##### Input for this task

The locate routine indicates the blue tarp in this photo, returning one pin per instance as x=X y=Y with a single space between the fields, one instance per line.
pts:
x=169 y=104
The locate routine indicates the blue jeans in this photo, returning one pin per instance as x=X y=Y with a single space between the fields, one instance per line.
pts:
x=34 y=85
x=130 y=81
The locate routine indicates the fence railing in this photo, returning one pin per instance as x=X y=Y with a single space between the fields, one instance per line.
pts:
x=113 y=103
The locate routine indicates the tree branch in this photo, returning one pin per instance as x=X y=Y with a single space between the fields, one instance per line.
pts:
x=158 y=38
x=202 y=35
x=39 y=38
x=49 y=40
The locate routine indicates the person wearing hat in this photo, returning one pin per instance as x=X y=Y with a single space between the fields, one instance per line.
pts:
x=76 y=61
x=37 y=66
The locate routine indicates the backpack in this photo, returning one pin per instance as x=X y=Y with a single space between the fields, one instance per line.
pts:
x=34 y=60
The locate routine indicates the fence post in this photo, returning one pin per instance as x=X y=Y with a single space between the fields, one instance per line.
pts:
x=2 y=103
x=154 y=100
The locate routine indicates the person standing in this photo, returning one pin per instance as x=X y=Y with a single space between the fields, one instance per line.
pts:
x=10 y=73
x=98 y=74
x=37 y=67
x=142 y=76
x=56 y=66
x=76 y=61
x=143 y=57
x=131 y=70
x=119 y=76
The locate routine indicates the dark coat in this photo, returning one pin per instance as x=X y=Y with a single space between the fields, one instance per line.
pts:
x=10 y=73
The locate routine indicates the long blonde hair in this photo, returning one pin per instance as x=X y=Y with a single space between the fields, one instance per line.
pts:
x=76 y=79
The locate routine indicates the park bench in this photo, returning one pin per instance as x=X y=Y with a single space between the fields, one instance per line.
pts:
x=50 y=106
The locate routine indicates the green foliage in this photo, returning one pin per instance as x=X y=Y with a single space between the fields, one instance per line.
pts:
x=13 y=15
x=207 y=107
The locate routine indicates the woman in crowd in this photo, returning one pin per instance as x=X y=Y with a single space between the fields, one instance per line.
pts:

##########

__Written request__: Extract the listing in its entirety, matching it exactly.

__Exercise solution__:
The locate routine indicates the blue tarp in this photo, returning one pin per instance as x=X y=Y with a single space between the fields, one instance per line.
pts:
x=169 y=104
The locate routine indicates the blue jeans in this photo, returning one pin per instance as x=X y=Y with a single space between the fields, one instance per line.
pts:
x=34 y=85
x=130 y=81
The locate routine indicates the fence railing in this photo, returning one pin per instance as x=X y=Y with a single space between the fields, one instance per line.
pts:
x=113 y=103
The locate routine indicates the tree branch in this photo, returning one pin per instance as x=X y=Y with a single space between the fields, one instance per line.
pts:
x=158 y=38
x=202 y=35
x=39 y=38
x=49 y=40
The locate routine indicates the person wearing hat in this photo, returning one pin per instance as x=X y=Y with a single space between the fields, one instance per line.
pts:
x=76 y=61
x=37 y=66
The locate routine indicates the backpack in this photo, returning one pin per instance as x=X y=Y with a single space between the fields, one instance per line.
pts:
x=34 y=60
The locate routine indicates the fence post in this photo, returning one pin per instance as x=X y=Y with a single space between the fields, one instance per line.
pts:
x=2 y=103
x=154 y=100
The locate routine indicates the person standing in this photo, returning one pin per instance as x=X y=Y with a single space between the fields, one instance per line.
pts:
x=10 y=73
x=98 y=74
x=37 y=67
x=142 y=76
x=56 y=66
x=76 y=61
x=143 y=57
x=131 y=70
x=119 y=76
The locate routine indicates the dark coat in this photo, returning one pin per instance as x=X y=Y with a single space between the fields, one instance per line.
pts:
x=10 y=73
The locate routine indicates the long blonde hair in this photo, returning one pin per instance as x=X y=Y with a single space between the fields, one instance per line.
pts:
x=76 y=79
The locate routine indicates the park bench in this photo, returning one pin per instance as x=X y=Y with a single space between the fields, one instance per line.
pts:
x=50 y=106
The locate routine indicates the green foliage in this photo, returning one pin per instance as x=X y=Y with a single space between the fields, one instance per line.
pts:
x=13 y=15
x=207 y=107
The locate routine indicates the woman in crowd in this photo, returning one pin per instance as x=X y=Y with a single space between the fields, one instance per line.
pts:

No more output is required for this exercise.